## Short task
Please find each line in the rows below that contains the string "woman", and copy those lines out unchanged.

## Data extract
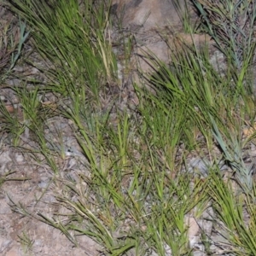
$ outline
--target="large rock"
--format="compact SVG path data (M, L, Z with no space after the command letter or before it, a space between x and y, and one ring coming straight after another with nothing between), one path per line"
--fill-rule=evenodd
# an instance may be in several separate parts
M180 23L175 5L172 0L113 0L117 15L122 17L123 27L143 26L151 29L156 26ZM184 0L179 0L180 6Z
M179 1L179 14L177 12L175 1ZM129 36L131 34L134 38L133 55L131 58L131 69L134 71L133 81L140 84L137 71L143 73L153 71L152 56L168 63L171 61L170 51L180 50L183 44L198 45L209 40L205 35L190 35L183 31L180 18L186 9L185 1L113 0L113 12L119 18L119 20L122 20L124 31L128 32ZM188 13L193 20L196 14L191 4L188 3ZM119 67L122 65L119 64ZM127 70L127 67L124 69ZM124 81L124 78L122 80Z

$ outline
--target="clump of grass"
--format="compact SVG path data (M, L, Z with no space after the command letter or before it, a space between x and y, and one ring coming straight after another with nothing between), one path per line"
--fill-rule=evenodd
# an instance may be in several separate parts
M221 221L219 232L229 230L229 253L240 255L241 248L243 254L255 254L255 185L243 163L241 132L246 115L252 116L255 106L242 90L248 66L241 68L236 62L250 63L252 54L241 60L237 53L224 76L210 64L206 49L184 47L183 53L172 55L170 66L154 59L152 66L161 68L155 68L158 73L148 81L155 94L136 87L140 98L137 113L118 113L116 125L111 125L108 115L102 119L88 111L92 108L90 91L97 95L98 86L115 75L114 61L104 59L112 53L110 42L102 34L108 24L103 5L84 1L79 6L64 0L41 6L28 0L11 3L27 19L35 46L54 67L48 74L52 84L45 88L63 96L56 113L74 124L73 133L86 159L77 176L67 177L58 172L54 158L49 158L58 174L54 182L61 186L54 190L65 209L61 212L35 215L13 202L14 209L59 229L76 246L77 236L90 236L102 245L102 254L192 255L192 232L186 219L200 219L210 204L215 210L213 224ZM220 46L230 58L232 50L237 50ZM234 79L236 68L241 72L238 79ZM23 96L20 90L20 96L29 120L26 128L38 137L47 158L50 153L44 146L42 128L47 116L38 119L38 93L35 90ZM189 154L212 163L207 166L208 177L201 178L201 170L189 173ZM222 173L215 173L221 160L235 172L234 183L241 189L230 189ZM251 217L248 226L243 211ZM211 238L205 241L208 253L213 253L211 242Z
M27 20L37 51L50 61L45 71L52 84L45 90L70 97L78 92L82 104L88 96L98 101L100 85L111 82L116 71L109 3L14 0L6 4Z
M255 49L255 3L250 0L193 0L193 3L201 15L205 31L234 68L247 70Z

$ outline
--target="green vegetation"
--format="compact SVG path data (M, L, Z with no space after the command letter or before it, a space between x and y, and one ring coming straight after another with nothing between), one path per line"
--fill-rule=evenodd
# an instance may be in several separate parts
M5 3L26 23L20 21L19 43L1 44L13 56L1 79L12 75L17 61L28 61L22 46L29 44L44 61L38 68L47 79L39 85L30 81L32 89L26 83L13 88L23 118L2 106L3 129L16 147L27 134L38 145L35 157L43 154L51 168L53 182L61 186L55 198L67 213L36 215L22 205L15 206L17 212L59 229L74 245L79 246L76 236L89 236L102 246L102 254L177 256L193 255L191 234L197 226L189 223L200 224L211 208L214 216L208 221L225 241L215 245L229 255L256 255L254 166L244 161L255 135L242 137L246 125L254 127L251 65L256 6L250 0L193 3L202 17L201 30L227 58L224 73L211 63L207 45L184 45L173 53L170 65L154 59L152 65L161 67L146 79L154 93L134 84L139 105L134 112L114 110L115 123L110 110L102 111L100 97L107 84L118 83L110 3ZM237 21L241 20L242 24ZM131 44L129 39L124 49ZM57 98L55 107L42 108L40 99L49 92ZM58 115L73 124L73 135L86 158L79 179L60 175L58 152L48 146L45 120ZM191 155L207 170L198 165L192 172ZM212 255L211 236L199 230L206 255ZM24 237L29 247L32 242Z

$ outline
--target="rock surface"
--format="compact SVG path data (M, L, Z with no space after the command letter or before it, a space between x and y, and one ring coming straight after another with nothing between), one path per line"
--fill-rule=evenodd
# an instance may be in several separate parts
M204 34L184 33L182 17L185 14L185 1L175 0L113 0L113 13L118 17L124 31L133 37L133 55L131 55L129 70L133 70L132 81L140 84L140 73L150 73L152 57L169 63L171 52L181 50L183 44L196 46L210 42L210 38ZM191 5L188 5L191 20L196 20L197 15ZM179 13L177 13L177 8ZM125 63L127 66L127 61ZM119 62L119 73L122 80L127 70L122 61Z

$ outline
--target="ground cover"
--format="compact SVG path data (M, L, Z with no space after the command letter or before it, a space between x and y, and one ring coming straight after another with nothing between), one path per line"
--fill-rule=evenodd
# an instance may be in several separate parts
M224 68L183 42L131 89L110 3L3 1L2 253L256 255L256 6L189 3Z

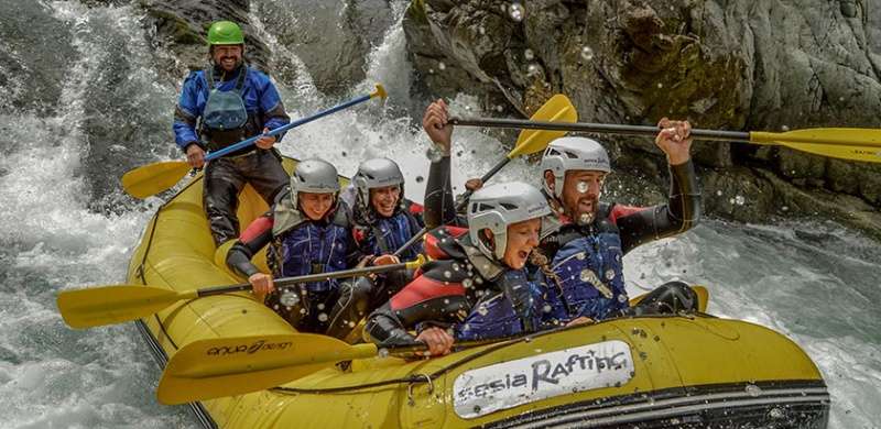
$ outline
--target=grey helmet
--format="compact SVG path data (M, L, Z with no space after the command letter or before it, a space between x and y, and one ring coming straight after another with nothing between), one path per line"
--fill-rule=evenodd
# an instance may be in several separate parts
M373 158L361 163L358 173L352 177L352 183L358 191L358 205L368 207L370 204L370 189L398 185L401 187L401 200L404 199L404 175L394 161L389 158Z
M596 140L587 138L561 138L551 142L542 155L542 172L551 170L554 174L554 190L547 186L547 180L542 177L544 190L548 195L559 198L563 195L563 184L566 172L573 169L587 169L611 173L609 154Z
M291 175L291 198L294 199L294 207L297 207L296 197L298 193L339 193L337 168L324 160L301 161Z
M532 185L522 182L490 185L478 189L468 201L468 233L480 252L500 261L508 245L508 226L550 213L547 200ZM481 238L480 231L485 229L492 231L494 250Z

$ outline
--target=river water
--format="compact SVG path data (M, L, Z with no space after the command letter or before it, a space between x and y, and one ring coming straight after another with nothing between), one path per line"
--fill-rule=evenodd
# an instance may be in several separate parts
M269 0L267 0L269 1ZM59 290L124 282L128 257L159 198L126 197L118 177L176 156L171 114L178 78L155 69L144 12L124 1L0 0L0 410L3 428L193 428L188 408L157 404L160 376L132 323L68 329ZM120 6L121 4L121 6ZM369 156L405 168L422 194L427 140L406 100L412 70L400 16L368 58L367 79L326 97L303 64L251 19L274 55L297 67L281 91L293 118L385 85L384 107L362 106L290 132L283 153L314 154L350 175ZM182 78L181 76L180 78ZM425 106L423 100L417 106ZM468 111L467 95L454 105ZM505 150L457 130L457 180L477 176ZM456 151L459 152L459 151ZM513 162L499 177L536 177ZM626 196L627 189L618 191ZM733 196L732 196L733 197ZM676 240L626 257L631 294L670 279L706 285L709 310L770 327L817 363L833 398L830 427L878 428L881 409L881 250L824 220L775 226L706 221Z

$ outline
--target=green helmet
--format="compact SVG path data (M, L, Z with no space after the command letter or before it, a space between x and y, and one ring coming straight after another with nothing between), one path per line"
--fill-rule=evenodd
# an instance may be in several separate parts
M239 24L232 21L217 21L208 29L208 45L242 45L244 34Z

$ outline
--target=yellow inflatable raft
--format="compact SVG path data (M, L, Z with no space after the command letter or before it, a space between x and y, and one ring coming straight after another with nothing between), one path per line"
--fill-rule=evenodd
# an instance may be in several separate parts
M267 210L250 187L240 202L242 226ZM129 283L241 283L216 253L197 176L148 224ZM162 365L197 340L295 332L246 293L182 301L138 326ZM356 360L191 406L211 428L825 428L829 395L785 337L699 314L609 320L431 360Z

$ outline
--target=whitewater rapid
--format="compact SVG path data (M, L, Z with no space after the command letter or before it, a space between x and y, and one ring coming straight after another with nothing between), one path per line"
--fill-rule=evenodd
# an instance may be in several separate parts
M368 77L340 98L322 95L272 29L257 14L250 19L274 55L297 68L295 85L280 88L292 118L370 92L374 82L390 95L385 106L349 109L293 130L280 150L295 157L319 154L345 175L363 158L390 156L406 172L407 194L420 199L428 142L417 128L421 112L407 110L413 70L400 25L405 6L393 2L396 23L370 53ZM180 82L155 69L156 55L167 54L149 44L145 16L134 6L0 0L0 7L9 11L0 18L0 427L198 427L187 407L157 404L160 370L132 323L75 331L55 307L59 290L122 283L130 252L162 202L124 197L118 177L177 156L170 124ZM45 100L52 107L39 108ZM468 95L453 103L480 113ZM505 153L479 130L457 129L454 139L457 184ZM527 177L537 177L535 167L518 160L496 179ZM631 295L671 279L706 285L709 312L786 334L826 378L830 428L878 427L877 242L819 220L706 221L624 261Z

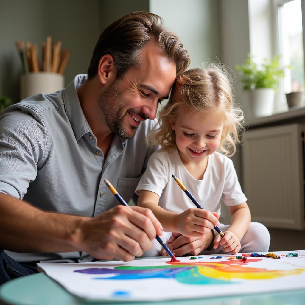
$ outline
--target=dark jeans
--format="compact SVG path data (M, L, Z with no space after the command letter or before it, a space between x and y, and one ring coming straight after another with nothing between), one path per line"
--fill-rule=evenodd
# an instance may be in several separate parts
M0 285L10 280L36 273L36 264L38 262L18 263L0 249Z

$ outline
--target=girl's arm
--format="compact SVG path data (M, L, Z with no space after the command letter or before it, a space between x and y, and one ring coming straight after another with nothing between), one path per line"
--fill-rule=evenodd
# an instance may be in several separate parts
M234 233L240 241L248 229L251 221L250 210L246 202L227 206L231 215L231 222L227 231Z
M141 190L137 205L150 209L161 223L164 231L176 231L174 220L178 213L169 212L159 206L158 205L159 199L159 196L155 193L150 191Z
M228 230L224 232L221 239L217 235L214 241L214 248L220 245L224 252L231 252L235 255L240 250L240 241L249 227L251 214L246 202L233 206L228 206L231 214L231 224Z
M159 199L156 193L141 190L137 205L150 209L165 231L177 232L189 237L199 237L219 224L216 213L197 208L180 214L169 212L158 205Z

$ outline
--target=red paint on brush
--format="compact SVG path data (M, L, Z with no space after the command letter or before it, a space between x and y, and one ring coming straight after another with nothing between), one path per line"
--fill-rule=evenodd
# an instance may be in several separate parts
M175 257L174 255L173 255L171 257L171 258L170 259L170 262L171 263L176 263L177 262L180 262L180 260L178 260L176 257Z

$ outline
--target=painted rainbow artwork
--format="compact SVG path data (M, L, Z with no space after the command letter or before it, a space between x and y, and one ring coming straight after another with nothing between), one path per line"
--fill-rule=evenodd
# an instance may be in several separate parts
M96 275L95 280L129 280L143 279L174 278L178 282L192 285L236 284L240 280L268 280L301 274L305 269L269 270L265 268L247 266L262 260L249 258L246 262L242 260L217 262L205 261L167 262L168 264L149 266L121 266L114 269L91 268L74 270L74 272ZM109 276L106 276L109 275ZM235 281L232 282L234 279Z

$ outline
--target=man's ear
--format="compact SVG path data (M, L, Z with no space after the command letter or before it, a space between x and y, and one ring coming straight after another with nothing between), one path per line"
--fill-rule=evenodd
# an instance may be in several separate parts
M172 129L173 130L174 130L175 129L175 122L171 122L170 123L170 127L171 127Z
M98 75L99 81L104 85L107 83L111 84L115 79L117 69L113 58L110 54L105 54L99 60Z

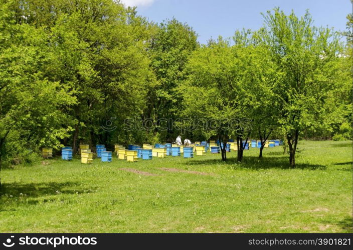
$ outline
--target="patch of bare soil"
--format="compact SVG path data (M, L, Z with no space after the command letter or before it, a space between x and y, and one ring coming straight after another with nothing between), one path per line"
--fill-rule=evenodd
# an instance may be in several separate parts
M232 226L233 232L244 232L245 226L241 225L237 225Z
M198 171L191 171L190 170L180 170L179 168L159 168L159 169L163 170L164 171L168 171L169 172L186 172L188 174L200 174L202 176L214 176L213 174L205 172L199 172Z
M120 168L121 170L123 170L124 171L127 171L128 172L131 172L133 173L137 174L141 174L142 176L158 176L158 174L152 174L149 172L144 172L143 171L140 171L139 170L135 170L134 168Z
M302 212L328 212L329 210L325 208L317 208L311 210L304 210Z

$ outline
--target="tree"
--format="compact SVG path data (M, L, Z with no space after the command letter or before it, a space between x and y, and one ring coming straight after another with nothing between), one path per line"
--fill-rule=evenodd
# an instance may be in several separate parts
M176 88L185 80L184 69L189 56L199 46L195 32L175 18L160 23L156 28L149 41L148 52L157 84L149 90L143 117L155 122L158 119L180 118L183 96L178 94ZM156 132L154 131L155 134ZM175 138L172 130L166 132L169 134L166 134L161 139Z
M280 98L281 130L286 134L290 166L294 167L299 134L320 127L327 90L332 88L330 65L337 60L339 44L332 30L312 26L308 12L297 18L279 8L263 14L259 38L284 74L274 90Z
M250 132L247 126L254 100L252 93L257 86L256 69L248 66L255 54L253 47L230 46L220 38L192 54L187 67L189 78L180 86L185 114L215 124L201 129L207 134L212 132L223 144L223 160L227 160L226 146L230 134L237 136L238 161L243 159Z
M28 148L58 148L72 129L63 110L76 98L46 77L52 54L46 33L12 11L15 2L0 3L1 170L4 156L21 154Z

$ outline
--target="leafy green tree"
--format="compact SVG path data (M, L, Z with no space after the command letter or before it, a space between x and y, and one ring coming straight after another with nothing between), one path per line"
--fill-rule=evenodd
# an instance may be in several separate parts
M301 18L279 8L263 15L259 38L284 74L274 89L280 100L281 128L286 134L289 162L294 167L299 136L322 125L327 91L332 88L330 67L337 60L337 36L328 28L312 26L308 12Z
M189 56L199 46L197 35L187 24L175 18L164 21L156 28L150 40L149 52L150 66L157 84L148 93L148 108L144 112L144 118L154 121L158 119L175 120L180 118L180 110L183 102L183 96L178 95L176 87L186 78L184 69ZM174 139L175 132L164 130L163 139Z
M256 72L260 67L255 62L256 50L231 46L220 38L193 53L187 67L189 78L180 86L187 115L216 124L203 130L207 134L217 135L223 144L223 160L230 135L237 137L238 160L242 160L251 132L248 122L252 103L256 101L254 93L259 90Z
M12 11L15 2L0 3L1 169L4 157L28 148L59 148L60 140L72 130L63 110L76 100L59 82L46 77L52 54L45 32Z

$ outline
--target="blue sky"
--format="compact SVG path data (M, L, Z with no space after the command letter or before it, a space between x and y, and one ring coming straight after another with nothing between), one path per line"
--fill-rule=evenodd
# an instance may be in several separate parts
M261 12L279 6L302 16L309 9L316 26L345 29L346 16L352 12L349 0L121 0L137 6L139 14L160 22L173 17L187 22L203 44L219 35L232 36L237 29L257 30L263 24Z

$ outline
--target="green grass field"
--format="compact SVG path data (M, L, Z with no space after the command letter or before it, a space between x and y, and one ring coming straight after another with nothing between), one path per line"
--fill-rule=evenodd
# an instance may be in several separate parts
M296 169L281 146L261 160L250 149L242 164L232 152L225 163L208 153L4 169L0 232L352 232L351 142L298 146Z

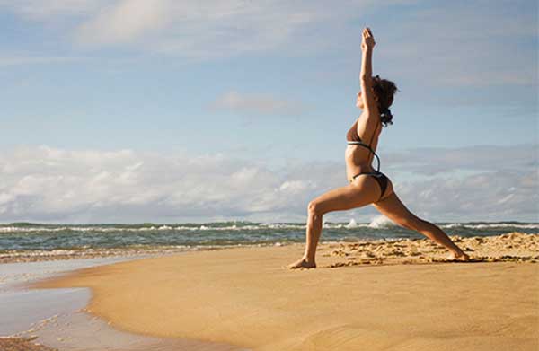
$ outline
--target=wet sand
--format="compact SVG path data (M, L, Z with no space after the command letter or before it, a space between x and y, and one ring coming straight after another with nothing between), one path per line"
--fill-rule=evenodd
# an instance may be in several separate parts
M140 259L141 257L139 257ZM0 350L238 351L199 340L151 338L112 328L84 311L86 288L31 289L32 281L133 257L4 263L0 265Z
M140 335L253 350L536 350L539 235L303 244L188 252L85 268L37 285L89 287L86 311Z

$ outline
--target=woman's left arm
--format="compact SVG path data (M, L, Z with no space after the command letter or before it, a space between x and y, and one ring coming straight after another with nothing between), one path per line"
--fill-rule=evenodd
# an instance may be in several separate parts
M361 41L361 73L359 74L359 83L361 84L361 96L363 97L363 104L367 112L378 112L378 104L375 100L375 95L372 90L372 60L373 49L375 48L375 39L370 31L370 29L363 30L363 39ZM372 113L370 113L372 114Z

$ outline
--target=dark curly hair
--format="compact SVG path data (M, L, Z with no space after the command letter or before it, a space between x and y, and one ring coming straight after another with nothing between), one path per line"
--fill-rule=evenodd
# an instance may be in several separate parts
M392 105L396 92L400 92L392 81L382 79L378 75L372 78L372 87L378 98L378 110L384 127L393 124L393 115L389 107Z

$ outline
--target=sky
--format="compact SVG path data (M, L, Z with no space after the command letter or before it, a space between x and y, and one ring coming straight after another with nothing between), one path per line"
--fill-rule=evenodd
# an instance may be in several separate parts
M0 222L305 221L347 185L366 26L373 74L399 89L378 154L408 208L539 222L537 13L535 0L0 0Z

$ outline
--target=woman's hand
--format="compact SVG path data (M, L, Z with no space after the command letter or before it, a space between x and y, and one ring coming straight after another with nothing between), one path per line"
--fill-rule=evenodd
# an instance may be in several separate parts
M363 39L361 40L361 51L372 50L376 44L372 31L370 31L368 27L365 27L363 30Z

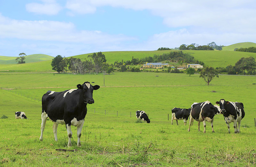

## Task solution
--target=woman's left arm
--target=woman's hand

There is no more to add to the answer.